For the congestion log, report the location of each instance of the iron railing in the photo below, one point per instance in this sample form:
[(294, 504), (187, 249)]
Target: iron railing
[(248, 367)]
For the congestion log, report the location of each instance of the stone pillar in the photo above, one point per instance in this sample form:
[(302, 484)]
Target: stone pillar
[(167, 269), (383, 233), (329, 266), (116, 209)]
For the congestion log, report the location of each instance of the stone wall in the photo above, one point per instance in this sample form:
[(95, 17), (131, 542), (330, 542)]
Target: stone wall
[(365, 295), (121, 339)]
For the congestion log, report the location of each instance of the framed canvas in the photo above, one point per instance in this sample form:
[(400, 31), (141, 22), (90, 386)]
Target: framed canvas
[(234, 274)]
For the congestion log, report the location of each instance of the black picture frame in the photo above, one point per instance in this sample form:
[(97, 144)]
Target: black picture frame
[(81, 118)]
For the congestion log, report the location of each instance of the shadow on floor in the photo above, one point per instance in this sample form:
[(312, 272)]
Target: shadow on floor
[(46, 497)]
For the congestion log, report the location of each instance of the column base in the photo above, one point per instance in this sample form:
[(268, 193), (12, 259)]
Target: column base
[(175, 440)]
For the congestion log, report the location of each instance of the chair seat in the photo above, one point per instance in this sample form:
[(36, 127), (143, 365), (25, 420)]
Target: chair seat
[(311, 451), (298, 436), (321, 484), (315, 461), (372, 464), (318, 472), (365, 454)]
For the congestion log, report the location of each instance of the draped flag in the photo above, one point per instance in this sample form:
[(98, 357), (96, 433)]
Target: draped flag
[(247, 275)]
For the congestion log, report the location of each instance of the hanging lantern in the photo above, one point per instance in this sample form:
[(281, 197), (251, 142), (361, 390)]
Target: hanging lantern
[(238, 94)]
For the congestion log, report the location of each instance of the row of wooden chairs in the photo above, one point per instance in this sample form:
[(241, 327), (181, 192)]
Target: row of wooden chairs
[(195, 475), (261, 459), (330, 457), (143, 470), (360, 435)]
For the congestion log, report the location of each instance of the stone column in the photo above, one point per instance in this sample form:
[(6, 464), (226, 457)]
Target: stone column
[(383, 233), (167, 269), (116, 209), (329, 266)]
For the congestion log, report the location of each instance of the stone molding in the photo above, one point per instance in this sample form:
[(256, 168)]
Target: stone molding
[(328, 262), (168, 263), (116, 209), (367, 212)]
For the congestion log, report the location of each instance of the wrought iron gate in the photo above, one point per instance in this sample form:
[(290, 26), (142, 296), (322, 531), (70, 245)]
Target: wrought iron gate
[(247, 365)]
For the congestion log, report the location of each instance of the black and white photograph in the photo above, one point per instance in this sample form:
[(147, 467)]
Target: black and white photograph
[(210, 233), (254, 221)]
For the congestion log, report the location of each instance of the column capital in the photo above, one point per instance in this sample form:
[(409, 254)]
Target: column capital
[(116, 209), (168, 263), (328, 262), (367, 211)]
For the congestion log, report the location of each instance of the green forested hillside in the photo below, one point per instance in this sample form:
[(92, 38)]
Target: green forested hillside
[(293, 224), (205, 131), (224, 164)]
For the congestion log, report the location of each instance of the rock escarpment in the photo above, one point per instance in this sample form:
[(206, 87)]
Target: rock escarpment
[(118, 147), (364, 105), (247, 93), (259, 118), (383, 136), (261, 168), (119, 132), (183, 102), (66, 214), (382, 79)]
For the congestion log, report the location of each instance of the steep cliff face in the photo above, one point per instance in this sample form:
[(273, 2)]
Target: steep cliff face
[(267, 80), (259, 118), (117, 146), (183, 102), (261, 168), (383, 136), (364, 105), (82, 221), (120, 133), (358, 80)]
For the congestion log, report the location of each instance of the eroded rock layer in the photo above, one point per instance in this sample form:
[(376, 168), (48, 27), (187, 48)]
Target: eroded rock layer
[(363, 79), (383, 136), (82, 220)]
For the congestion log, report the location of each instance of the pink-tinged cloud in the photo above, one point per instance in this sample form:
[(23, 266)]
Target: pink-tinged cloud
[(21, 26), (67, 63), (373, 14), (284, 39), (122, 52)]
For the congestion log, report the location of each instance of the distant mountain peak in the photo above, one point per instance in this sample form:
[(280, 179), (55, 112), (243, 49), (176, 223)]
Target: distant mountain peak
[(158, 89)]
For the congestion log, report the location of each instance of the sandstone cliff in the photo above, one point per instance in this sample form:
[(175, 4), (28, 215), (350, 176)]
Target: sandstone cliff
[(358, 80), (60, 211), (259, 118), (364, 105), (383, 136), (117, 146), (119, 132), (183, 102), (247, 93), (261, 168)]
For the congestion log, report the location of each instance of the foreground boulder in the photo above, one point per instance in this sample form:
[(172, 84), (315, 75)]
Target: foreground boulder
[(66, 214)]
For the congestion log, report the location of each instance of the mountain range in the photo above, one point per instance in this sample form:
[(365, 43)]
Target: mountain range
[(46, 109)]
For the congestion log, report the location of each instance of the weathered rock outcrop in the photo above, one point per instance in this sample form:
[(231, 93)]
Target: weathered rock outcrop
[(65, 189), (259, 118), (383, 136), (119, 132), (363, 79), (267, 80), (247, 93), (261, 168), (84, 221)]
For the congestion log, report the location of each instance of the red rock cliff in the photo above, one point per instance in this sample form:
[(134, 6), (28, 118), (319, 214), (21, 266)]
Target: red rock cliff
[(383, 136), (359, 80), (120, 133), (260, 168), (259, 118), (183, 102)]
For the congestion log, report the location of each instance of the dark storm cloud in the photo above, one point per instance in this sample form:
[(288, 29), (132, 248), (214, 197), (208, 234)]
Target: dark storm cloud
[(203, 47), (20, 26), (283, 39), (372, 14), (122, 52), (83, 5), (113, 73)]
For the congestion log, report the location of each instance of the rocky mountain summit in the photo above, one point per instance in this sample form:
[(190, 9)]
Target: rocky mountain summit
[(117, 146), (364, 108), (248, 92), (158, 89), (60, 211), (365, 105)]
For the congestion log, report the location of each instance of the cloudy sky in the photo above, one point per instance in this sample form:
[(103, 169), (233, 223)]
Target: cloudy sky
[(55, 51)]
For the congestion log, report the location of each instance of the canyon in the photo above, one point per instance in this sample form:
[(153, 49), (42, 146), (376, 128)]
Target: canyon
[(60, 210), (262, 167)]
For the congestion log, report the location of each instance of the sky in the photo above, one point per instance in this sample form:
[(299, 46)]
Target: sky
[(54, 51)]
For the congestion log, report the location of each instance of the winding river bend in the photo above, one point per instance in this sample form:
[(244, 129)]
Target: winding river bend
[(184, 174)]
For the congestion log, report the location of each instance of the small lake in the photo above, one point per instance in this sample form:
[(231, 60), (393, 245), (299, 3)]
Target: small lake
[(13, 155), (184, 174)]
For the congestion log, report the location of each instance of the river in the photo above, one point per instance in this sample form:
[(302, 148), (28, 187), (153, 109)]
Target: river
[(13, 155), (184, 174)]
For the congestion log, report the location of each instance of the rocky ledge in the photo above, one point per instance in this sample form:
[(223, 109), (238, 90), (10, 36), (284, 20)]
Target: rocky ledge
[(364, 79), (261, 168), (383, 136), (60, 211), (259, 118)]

**THE EXERCISE**
Convert all of the material above into a JSON list of strings, with one string for each line and blank lines left out.

**SOLUTION BELOW**
[
  "For the congestion log, report the location of each instance of the iron railing in the photo below, one point per instance in this sample form:",
  "[(294, 504), (187, 249)]",
  "Target: iron railing",
  "[(248, 367)]",
  "For the congestion log, report the location of each instance of the stone pillar in the photo above, one point per instance in this sample form:",
  "[(302, 484)]",
  "Target: stone pillar",
  "[(167, 269), (383, 233), (329, 266), (116, 209)]",
  "For the congestion log, report the location of each instance of the stone wall in the photo above, one point per instance in this sample form:",
  "[(95, 17), (131, 542), (330, 542)]",
  "Target: stone wall",
  "[(365, 295), (121, 339)]",
  "For the congestion log, report the location of each instance of the framed canvas in the photo above, one point per instance in this sample form:",
  "[(400, 31), (141, 22), (90, 386)]",
  "Target: framed canvas",
  "[(234, 274)]",
  "For the congestion log, report the location of each instance of the black picture frame in the photo above, one point per instance in this sample form:",
  "[(97, 144)]",
  "Target: black picture frame",
  "[(81, 118)]",
  "For the congestion log, report the location of each instance of the shadow on floor in the photo above, one point per instance in this sample form:",
  "[(312, 272)]",
  "Target: shadow on floor",
  "[(46, 497)]",
  "For the congestion log, report the location of each instance of the column base in the photo above, one point per instance in this sample form:",
  "[(268, 193), (12, 259)]",
  "Target: column base",
  "[(175, 440)]",
  "For the congestion log, report the location of each instance of the chair seat in the photo above, one point per instance in this sample form:",
  "[(36, 127), (143, 365), (25, 420)]",
  "Target: chair seat",
  "[(311, 451), (298, 436), (321, 484), (315, 461), (372, 464), (318, 472), (365, 454)]",
  "For the congestion log, report the location of each instance of the draped flag in the photo above, one point per instance in this sample form:",
  "[(98, 357), (96, 433)]",
  "Target: draped flag",
  "[(247, 275)]",
  "For the congestion log, report the location of each instance of the hanging lantern in the photo above, one point per instance in this sample form:",
  "[(281, 197), (251, 142), (361, 390)]",
  "Target: hanging lantern",
  "[(238, 94)]",
  "For the congestion log, report the location of each instance of the row of wooden chairs in the photo above, one point per instance in this sample form:",
  "[(241, 327), (181, 192)]",
  "Target: row of wooden chairs",
  "[(195, 475), (261, 459), (330, 457), (143, 470), (360, 435)]",
  "For the congestion log, report the location of each instance of the stone column in the photo above, one point per instance in this sample form:",
  "[(6, 464), (226, 457)]",
  "Target: stone column",
  "[(383, 233), (167, 269), (116, 209), (329, 266)]",
  "For the congestion log, report the location of each instance of the stone molding in the photo above, one point per instance in this sample form:",
  "[(256, 168)]",
  "Target: stone molding",
  "[(328, 262), (168, 263), (116, 209), (367, 212)]",
  "For the congestion log, report the location of each instance of the wrought iron gate in the photo above, one point per instance in this sample form:",
  "[(290, 26), (142, 296), (322, 531), (70, 245)]",
  "Target: wrought iron gate",
  "[(247, 365)]",
  "For the congestion log, report the location of each instance of the black and white photograph in the photo above, one point per instance in this sample form:",
  "[(147, 467)]",
  "Target: black and white photograph",
  "[(210, 233), (254, 221)]",
  "For the congestion log, report the location of each instance of the column capital in the photo above, one point per instance in this sample form:",
  "[(409, 254)]",
  "Target: column capital",
  "[(116, 209), (168, 263), (328, 262), (367, 211)]",
  "For the congestion log, report the location of each instance of the green forested hillside in the photo below, one point per instance in this sample form:",
  "[(92, 38)]",
  "Target: green forested hillside",
  "[(293, 224), (205, 131), (224, 164)]",
  "For the congestion log, report the location of each instance of the rock escarpment in the photo above, one point per instance in this sample form:",
  "[(206, 87)]",
  "Target: rock escarpment",
  "[(118, 147), (364, 105), (247, 93), (259, 118), (383, 136), (261, 168), (119, 132), (183, 102), (66, 214), (382, 79)]",
  "For the congestion log, report the location of each instance of the steep cliff face in the photo above, one point per instance in this sample form:",
  "[(273, 2)]",
  "Target: steep cliff face",
  "[(267, 80), (259, 118), (117, 146), (183, 102), (261, 168), (383, 136), (364, 105), (82, 221), (120, 133), (358, 80)]",
  "For the congestion log, report the location of each instance of the eroded rock layer in the photo above, one point per instance in this sample form:",
  "[(376, 168), (48, 27), (187, 48)]",
  "Target: eroded rock layer",
  "[(363, 79), (383, 136), (82, 220)]",
  "For the congestion log, report the location of each instance of the pink-tinged cloud in the photo above, one point per instance in this sample form:",
  "[(23, 266)]",
  "Target: pink-tinged cloud",
  "[(21, 26), (67, 63), (373, 14), (284, 39), (122, 52)]",
  "For the congestion log, report the location of each instance of the distant mountain peak in the photo above, one point per instance in this sample form:",
  "[(280, 179), (55, 112), (243, 49), (176, 223)]",
  "Target: distant mountain peak",
  "[(158, 89)]",
  "For the congestion log, report the location of each instance of the sandstone cliff in the photo above, one point per instance in this sample form:",
  "[(175, 4), (28, 215), (350, 176)]",
  "Target: sandstone cliff",
  "[(358, 80), (60, 211), (259, 118), (364, 105), (383, 136), (117, 146), (119, 132), (183, 102), (247, 93), (261, 168)]",
  "For the congestion log, report the location of each instance of the foreground boulder in the photo above, one point per instance in this sample form:",
  "[(172, 84), (315, 75)]",
  "Target: foreground boulder",
  "[(66, 214)]",
  "For the congestion log, report the location of each instance of the mountain range in the photo above, one point per instance in this sample form:",
  "[(365, 43)]",
  "Target: mountain range",
  "[(46, 109)]",
  "For the congestion log, report the location of each instance of the weathered rock outcrop in the photo above, one point per instance in this sample form:",
  "[(231, 93)]",
  "Target: weathered rock outcrop",
  "[(65, 189), (259, 118), (383, 136), (119, 132), (363, 79), (267, 80), (247, 93), (261, 168), (84, 221)]",
  "For the congestion log, report the location of each instance of the red rock cliff in the photo above, one point per instance in this sample form:",
  "[(134, 6), (28, 118), (319, 214), (21, 266)]",
  "Target: red rock cliff",
  "[(383, 136), (359, 80), (120, 133), (260, 168), (259, 118), (183, 102)]",
  "For the congestion log, report the location of each instance of the dark storm cloud in the photo above, one point per instance in this sample form:",
  "[(288, 29), (132, 248), (214, 197), (208, 234)]",
  "Target: dark storm cloud",
  "[(203, 47), (20, 26), (283, 39), (372, 14), (122, 52), (83, 5), (113, 73)]",
  "For the congestion log, report the location of each instance of the rocky mountain summit in the photo above, one point per instance in this sample form:",
  "[(190, 9)]",
  "Target: rocky mountain summit",
  "[(117, 146), (364, 108), (248, 92), (158, 89), (60, 211), (365, 105)]",
  "For the congestion log, report the location of each instance of the cloudy sky in the photo above, one point per instance in this sample form:",
  "[(103, 169), (233, 223)]",
  "Target: cloudy sky",
  "[(55, 51)]",
  "For the congestion log, report the location of each instance of the canyon in the photo above, one point per instance in this sample form:",
  "[(153, 49), (42, 146), (376, 128)]",
  "Target: canyon",
  "[(60, 210), (262, 167)]",
  "For the congestion log, report the location of each instance of the sky in the photo above, one point per instance in this sample form:",
  "[(299, 46)]",
  "Target: sky",
  "[(54, 51)]",
  "For the congestion log, report the location of each instance of the winding river bend in the photo above, one point per instance in this sample form:",
  "[(244, 129)]",
  "Target: winding river bend",
  "[(184, 174)]",
  "For the congestion log, report the location of each instance of the small lake in the photo above, one point per instance in this sample form:",
  "[(231, 60), (393, 245), (299, 3)]",
  "Target: small lake",
  "[(13, 155), (184, 174)]",
  "For the congestion log, report the location of each instance of the river in the photo above, one point per instance in this sample form:",
  "[(302, 148), (28, 187), (153, 109)]",
  "Target: river",
  "[(13, 155), (184, 174)]",
  "For the congestion log, report the location of each instance of the rocky ledge in the photo above, one point per instance in this sample form:",
  "[(223, 109), (238, 90), (10, 36), (284, 20)]",
  "Target: rocky ledge",
  "[(364, 79), (261, 168), (383, 136), (60, 211), (259, 118)]"
]